(Picture annotation records)
* Start *
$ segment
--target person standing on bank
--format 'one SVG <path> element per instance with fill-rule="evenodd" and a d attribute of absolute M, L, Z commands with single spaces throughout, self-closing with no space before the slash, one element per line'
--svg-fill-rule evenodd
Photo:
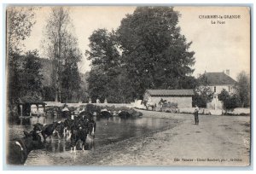
<path fill-rule="evenodd" d="M 195 122 L 196 125 L 199 124 L 199 119 L 198 119 L 198 112 L 199 112 L 199 107 L 197 105 L 195 105 L 195 112 L 194 112 L 194 116 L 195 116 Z"/>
* End *
## Task description
Print every line of the data above verbatim, omitting the pictures.

## Answer to the exercise
$ segment
--target person standing on bank
--format 'one SVG <path> element per instance with fill-rule="evenodd" and a d attribute of absolute M, L, Z commands with single spaces throughout, self-closing with no space before the slash, one element per line'
--svg-fill-rule evenodd
Photo:
<path fill-rule="evenodd" d="M 195 122 L 196 125 L 199 124 L 199 119 L 198 119 L 198 112 L 199 112 L 199 107 L 197 105 L 195 105 L 195 112 L 194 112 L 194 116 L 195 116 Z"/>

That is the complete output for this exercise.